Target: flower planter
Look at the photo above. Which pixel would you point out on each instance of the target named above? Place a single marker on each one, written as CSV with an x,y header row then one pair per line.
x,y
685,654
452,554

▶ _Stated exercise_
Format the material above as a JSON list of strings, one string per line, leaving out any blank lines.

▶ _Correct response_
[
  "Target: flower planter",
  "Look at the photo above. Which pixel would you point out on each instance of the target named above? Place a single marker on each one, written as CSV with an x,y header row then one pair per line.",
  "x,y",
  "685,654",
  "452,554"
]